__Things to do__:
1) In the article about Van Horn and Eastwood, give the part that opens with the words "Van Horn Gets" and closes with "his current success." again, substituting "chimpanzee" for "orangutan".
2) Condense the paragraph of the article that begins "Van Horn, a stunt coordinator" into a shorter version that keeps its main facts.

__Extract__:

# # # # # # #

Advertisement

Van Horn Gets a Handle on Directing Clint Eastwood

Share

Director Buddy Van Horn is two for two. Though separated by eight years, both of his films have been blockbusters.

His first, “Any Which Way You Can,” featuring Clint Eastwood and a boisterous orangutan named Clyde, grossed more than $63 million at the box office in 1980. His second, “The Dead Pool,” with Eastwood doing his fifth turn as Dirty Harry Callahan, has grossed nearly $30 million in its first 17 days.

Seated in his office on the shady north side of the Burbank Studios, the robust 6-foot-2 Van Horn nestled a mug of coffee between both hands as he considered his current success.

Advertisement

“People have asked whether there was any pressure in either duplicating the success of my first picture or the popularity of the previous ‘Harry’ films,” Van Horn said. “There wasn’t really. I approached ‘The Dead Pool’ like any other job I had to do.”

As with “Which Way,” which was itself a sequel to Eastwood’s “Every Which Way but Loose,” Van Horn did not campaign for the opportunity to direct.

“Clint just said, ‘Have a look at the script. If you like it, you can direct it,’ ” Van Horn said. “I liked it.”

Van Horn, a stunt coordinator and second-unit director, has worked with Eastwood on 21 films since 1968. He has staged complex, risky sequences for Eastwood’s action-oriented films and he had the advantage of being well versed in Eastwood’s much-discussed, much-envied style of cost-efficient production.

# # # # # # #

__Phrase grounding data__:
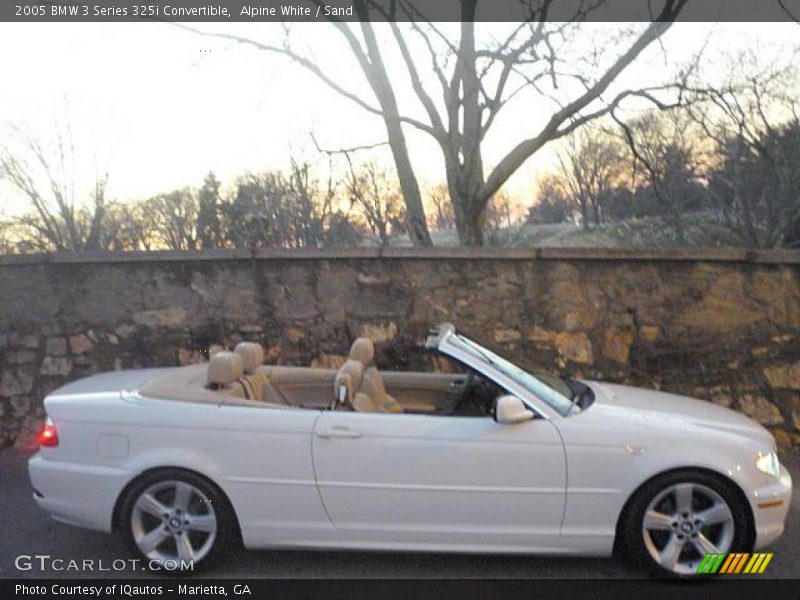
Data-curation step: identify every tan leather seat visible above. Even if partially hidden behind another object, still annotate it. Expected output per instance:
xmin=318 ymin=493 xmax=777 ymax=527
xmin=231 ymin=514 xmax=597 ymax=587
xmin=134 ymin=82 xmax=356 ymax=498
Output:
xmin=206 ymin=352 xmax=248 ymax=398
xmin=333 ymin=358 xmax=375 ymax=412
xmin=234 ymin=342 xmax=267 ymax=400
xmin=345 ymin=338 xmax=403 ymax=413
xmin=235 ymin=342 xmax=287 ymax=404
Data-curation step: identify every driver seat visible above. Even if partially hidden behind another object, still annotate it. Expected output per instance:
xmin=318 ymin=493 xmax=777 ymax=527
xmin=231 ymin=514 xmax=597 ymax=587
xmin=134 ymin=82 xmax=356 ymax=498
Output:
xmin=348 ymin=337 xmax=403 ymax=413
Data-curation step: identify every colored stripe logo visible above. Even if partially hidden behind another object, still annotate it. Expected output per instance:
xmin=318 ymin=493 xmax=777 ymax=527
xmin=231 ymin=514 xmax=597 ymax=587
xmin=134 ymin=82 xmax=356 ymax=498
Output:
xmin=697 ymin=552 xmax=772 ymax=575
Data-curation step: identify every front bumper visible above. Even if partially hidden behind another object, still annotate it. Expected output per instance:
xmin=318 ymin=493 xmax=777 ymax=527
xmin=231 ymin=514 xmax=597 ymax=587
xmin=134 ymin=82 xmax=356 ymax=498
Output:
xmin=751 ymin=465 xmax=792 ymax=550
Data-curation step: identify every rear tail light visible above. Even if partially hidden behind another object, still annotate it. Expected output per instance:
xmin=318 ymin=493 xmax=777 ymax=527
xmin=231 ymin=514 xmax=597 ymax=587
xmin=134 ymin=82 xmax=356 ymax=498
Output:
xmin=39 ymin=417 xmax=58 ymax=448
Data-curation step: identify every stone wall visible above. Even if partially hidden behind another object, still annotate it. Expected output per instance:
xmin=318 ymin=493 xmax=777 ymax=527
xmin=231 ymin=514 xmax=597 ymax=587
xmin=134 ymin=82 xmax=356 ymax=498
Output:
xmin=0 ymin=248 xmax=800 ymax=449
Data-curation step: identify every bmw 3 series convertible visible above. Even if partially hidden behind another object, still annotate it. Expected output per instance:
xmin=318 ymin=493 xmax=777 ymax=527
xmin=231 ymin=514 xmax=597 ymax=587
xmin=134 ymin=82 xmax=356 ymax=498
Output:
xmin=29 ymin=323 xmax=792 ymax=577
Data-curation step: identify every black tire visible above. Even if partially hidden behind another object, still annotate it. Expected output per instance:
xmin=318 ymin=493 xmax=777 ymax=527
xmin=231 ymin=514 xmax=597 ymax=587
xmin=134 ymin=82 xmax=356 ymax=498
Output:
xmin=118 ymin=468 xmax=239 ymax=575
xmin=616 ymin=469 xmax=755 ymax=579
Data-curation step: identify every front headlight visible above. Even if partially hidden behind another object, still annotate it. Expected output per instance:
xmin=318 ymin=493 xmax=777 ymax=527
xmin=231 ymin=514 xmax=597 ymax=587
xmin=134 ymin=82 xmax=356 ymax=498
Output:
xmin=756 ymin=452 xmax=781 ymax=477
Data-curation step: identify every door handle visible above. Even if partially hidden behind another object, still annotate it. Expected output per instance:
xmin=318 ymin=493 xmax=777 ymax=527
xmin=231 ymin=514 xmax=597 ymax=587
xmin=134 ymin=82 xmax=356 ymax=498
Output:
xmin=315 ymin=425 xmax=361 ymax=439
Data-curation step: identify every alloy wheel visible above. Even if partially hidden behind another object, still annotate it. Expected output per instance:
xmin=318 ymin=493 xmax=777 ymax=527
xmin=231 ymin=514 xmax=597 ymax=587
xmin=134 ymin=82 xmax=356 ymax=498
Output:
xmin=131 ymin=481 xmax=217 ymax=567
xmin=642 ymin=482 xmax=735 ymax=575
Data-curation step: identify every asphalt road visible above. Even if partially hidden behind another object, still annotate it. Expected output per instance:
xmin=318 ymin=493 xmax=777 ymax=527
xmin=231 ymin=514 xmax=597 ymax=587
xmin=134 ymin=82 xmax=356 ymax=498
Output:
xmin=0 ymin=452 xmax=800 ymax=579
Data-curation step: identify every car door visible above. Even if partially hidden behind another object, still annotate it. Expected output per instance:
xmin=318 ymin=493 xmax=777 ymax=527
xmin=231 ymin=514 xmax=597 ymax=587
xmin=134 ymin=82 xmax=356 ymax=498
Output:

# # # # # # #

__Completed exercise__:
1)
Van Horn Gets a Handle on Directing Clint Eastwood

Share

Director Buddy Van Horn is two for two. Though separated by eight years, both of his films have been blockbusters.

His first, “Any Which Way You Can,” featuring Clint Eastwood and a boisterous chimpanzee named Clyde, grossed more than $63 million at the box office in 1980. His second, “The Dead Pool,” with Eastwood doing his fifth turn as Dirty Harry Callahan, has grossed nearly $30 million in its first 17 days.

Seated in his office on the shady north side of the Burbank Studios, the robust 6-foot-2 Van Horn nestled a mug of coffee between both hands as he considered his current success.

2) Since 1968, stunt coordinator and second-unit director Van Horn has worked on 21 Eastwood films. He has staged complex, risky sequences for them and knows Eastwood's much-envied, cost-efficient production style well.